Task objective:
Output what the records say, word for word, with no images.

================

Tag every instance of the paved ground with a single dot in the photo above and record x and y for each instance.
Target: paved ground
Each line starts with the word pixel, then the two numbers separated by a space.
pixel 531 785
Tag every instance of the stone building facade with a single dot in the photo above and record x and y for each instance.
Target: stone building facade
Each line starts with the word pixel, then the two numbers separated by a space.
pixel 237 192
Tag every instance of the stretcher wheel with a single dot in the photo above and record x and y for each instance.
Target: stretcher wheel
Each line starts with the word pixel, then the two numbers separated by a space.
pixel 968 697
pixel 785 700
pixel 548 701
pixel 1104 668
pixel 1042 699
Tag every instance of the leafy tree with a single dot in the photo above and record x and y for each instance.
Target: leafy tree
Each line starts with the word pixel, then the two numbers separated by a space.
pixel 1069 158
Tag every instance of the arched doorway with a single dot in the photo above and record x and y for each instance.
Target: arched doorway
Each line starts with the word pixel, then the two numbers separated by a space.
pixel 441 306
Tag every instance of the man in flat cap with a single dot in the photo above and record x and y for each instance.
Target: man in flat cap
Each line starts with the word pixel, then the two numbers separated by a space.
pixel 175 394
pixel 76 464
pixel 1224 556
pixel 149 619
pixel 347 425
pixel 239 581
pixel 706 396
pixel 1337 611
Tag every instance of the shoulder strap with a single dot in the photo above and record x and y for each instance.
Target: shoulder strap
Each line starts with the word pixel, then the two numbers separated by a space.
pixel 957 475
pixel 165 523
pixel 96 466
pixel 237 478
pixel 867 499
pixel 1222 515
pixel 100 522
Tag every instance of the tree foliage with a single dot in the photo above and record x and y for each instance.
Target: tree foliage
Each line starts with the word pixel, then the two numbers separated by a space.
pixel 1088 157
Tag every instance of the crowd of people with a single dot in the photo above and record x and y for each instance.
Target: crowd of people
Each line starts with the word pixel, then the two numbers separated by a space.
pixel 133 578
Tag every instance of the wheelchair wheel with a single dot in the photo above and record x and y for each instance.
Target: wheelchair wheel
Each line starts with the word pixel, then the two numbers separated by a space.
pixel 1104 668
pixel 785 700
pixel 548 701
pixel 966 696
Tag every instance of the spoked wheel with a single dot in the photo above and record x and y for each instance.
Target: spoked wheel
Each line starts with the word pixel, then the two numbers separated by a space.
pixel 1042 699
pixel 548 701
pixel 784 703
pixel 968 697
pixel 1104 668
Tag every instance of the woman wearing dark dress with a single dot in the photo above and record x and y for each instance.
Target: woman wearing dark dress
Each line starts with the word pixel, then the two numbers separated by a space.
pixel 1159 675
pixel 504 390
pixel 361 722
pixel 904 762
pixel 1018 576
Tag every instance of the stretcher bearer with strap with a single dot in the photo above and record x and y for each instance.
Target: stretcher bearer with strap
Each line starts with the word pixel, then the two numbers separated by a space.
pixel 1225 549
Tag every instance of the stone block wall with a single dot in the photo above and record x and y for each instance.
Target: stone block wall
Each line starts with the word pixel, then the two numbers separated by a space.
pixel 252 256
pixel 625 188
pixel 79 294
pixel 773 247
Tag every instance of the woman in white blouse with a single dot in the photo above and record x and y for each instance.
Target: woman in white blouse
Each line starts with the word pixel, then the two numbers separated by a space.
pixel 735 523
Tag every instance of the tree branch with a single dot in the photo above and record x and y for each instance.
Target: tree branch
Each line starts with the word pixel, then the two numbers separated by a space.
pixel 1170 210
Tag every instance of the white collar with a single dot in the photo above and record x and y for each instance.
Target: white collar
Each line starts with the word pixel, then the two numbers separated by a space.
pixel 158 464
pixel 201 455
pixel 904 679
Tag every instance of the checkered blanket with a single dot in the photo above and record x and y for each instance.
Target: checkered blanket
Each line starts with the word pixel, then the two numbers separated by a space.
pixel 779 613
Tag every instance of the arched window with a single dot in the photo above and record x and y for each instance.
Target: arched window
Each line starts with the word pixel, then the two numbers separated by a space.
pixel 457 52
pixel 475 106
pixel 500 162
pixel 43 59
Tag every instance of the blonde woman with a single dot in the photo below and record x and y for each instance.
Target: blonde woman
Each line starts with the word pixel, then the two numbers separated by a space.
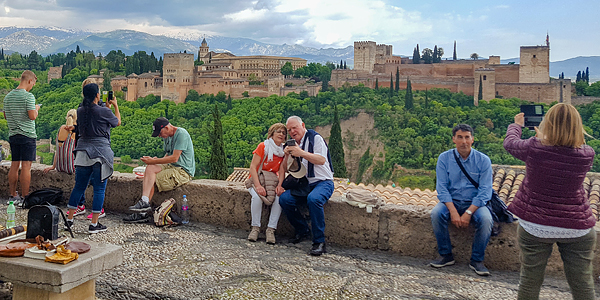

================

Answer area:
Tag every instance of the paved ground with a single dot in the photo above and record x and y for each instance.
Target: paved ground
Each line starts with the word pixel, then the two numbers separated by a space.
pixel 531 785
Tag every instance of the stone building facade with a single dot in the photo above and record x and y for each instance.
Target: stone building facade
Each line starts with the word pixel, then the two numbers separated by a space.
pixel 237 192
Tag every instance of the stretcher wheel with a single dot in the photo above and record x and y for each instance.
Target: stretcher wheel
Each line starts with the word pixel, then the two numbers separated by a space.
pixel 968 697
pixel 785 700
pixel 548 701
pixel 1104 668
pixel 1042 699
Tag every instance of the leafy tree with a single dot in the photo above and record x and y for each instance.
Target: leafy tree
Each line starts with the word pixel, then the two numbers separated by a space.
pixel 1069 158
Tag every instance of the arched doorway with a single dot in the photo above and record x and y for each instance.
Target: arched doorway
Each line starts with the word pixel, then the two numbers separated by a space.
pixel 441 306
Tag every instance of the man in flat cap with a single dot in the photo above and record x and y for each instance.
Target: man in flat cap
Each line starts with the word pixel, then the two numbers separated by a space.
pixel 175 394
pixel 76 464
pixel 1224 556
pixel 149 619
pixel 347 425
pixel 239 581
pixel 706 396
pixel 1337 611
Tag every instance of the shoulder strap with a single dot in the photo above and record x and y for each instance.
Target: shoulder strap
Each line starts with the word pixel, then the two numbers separated by a space.
pixel 957 475
pixel 165 523
pixel 96 466
pixel 237 478
pixel 867 499
pixel 1222 515
pixel 100 522
Tag every instance of the tree foliage with a single dot in the photo above and record x and y for each instance.
Target: tree foliage
Each line starts with the word pixel, then the two numbers separated by a space.
pixel 1088 157
Tag every instance of the crowd of people with a single dot in the photo above and record x and y for each instance.
Target: crowd of people
Each line starts with the word pixel, then the two numbers separated by a space.
pixel 133 578
Tag every instance of the wheelchair wheel with a single dot in the photo above and record x and y for each instance.
Target: wheelchair wheel
Each line starts with the word pixel, then the two numbers separated by a space.
pixel 1104 668
pixel 785 700
pixel 548 701
pixel 966 696
Tag every instance of the spoked wheel with a single dot in the photo above and record x and y for each instance.
Target: spoked wheel
Each line starts with the word pixel, then the two numbers separated by a space.
pixel 1042 699
pixel 548 701
pixel 784 703
pixel 968 697
pixel 1104 668
Tag every instance of the woman wearing dark dress with a single dot in the photo above and record x and y for each instance.
Target: woman wearing dark dress
Each line starts with the word pixel, then the two numbers separated by a space.
pixel 1159 675
pixel 504 390
pixel 361 722
pixel 904 762
pixel 1018 576
Tag every instance of the stretcher bearer with strap with a single dot in the photo above and record x and y for each instance.
Target: stretcher bearer with strap
Each line starts with the word pixel, then the two numbers separated by a space.
pixel 1225 549
Tag every instance of the stone block wall with a single dot in the photo above and record x and y for each instance.
Target: stone block wall
Each line starts with the word pixel, then the two numbers separated by a space.
pixel 252 256
pixel 625 188
pixel 79 294
pixel 773 247
Tag every instance of the woman in white blouse with a single dot in the photo above and record x and y for each instance.
Target: woman in white blouse
Each line starts with the word pixel, then the two numbers separated by a space.
pixel 735 523
Tag every instance of the tree branch with a single dot in the photo above and record x and y for each instance.
Target: tree branch
Each line starts with the word pixel, then the two numbers separated by a space.
pixel 1170 210
Tag every instance of the white collar with a single dot in the photo above and record x and y for each instance.
Target: white collar
Each line starts with the word pixel, then the two numbers separated by a space.
pixel 158 464
pixel 201 455
pixel 904 679
Tag every instance of the checkered blanket with a single dot in the photo above and record x and y for each instance.
Target: checkered blanket
Each line starts with the word pixel, then the two numbers separated by a space.
pixel 779 613
Tag every instance of the arched window with a single dot in the photo above and record x and y for each instance.
Target: arched window
Each line starts with the word pixel, then the two numbers separated by a space.
pixel 457 52
pixel 475 106
pixel 500 162
pixel 43 59
Tag every instance of the blonde woman with a single dot in the photo below and record x and y for each instance.
Target: blonde woman
Each line starts with the word pixel, then the two numbers separated by a space.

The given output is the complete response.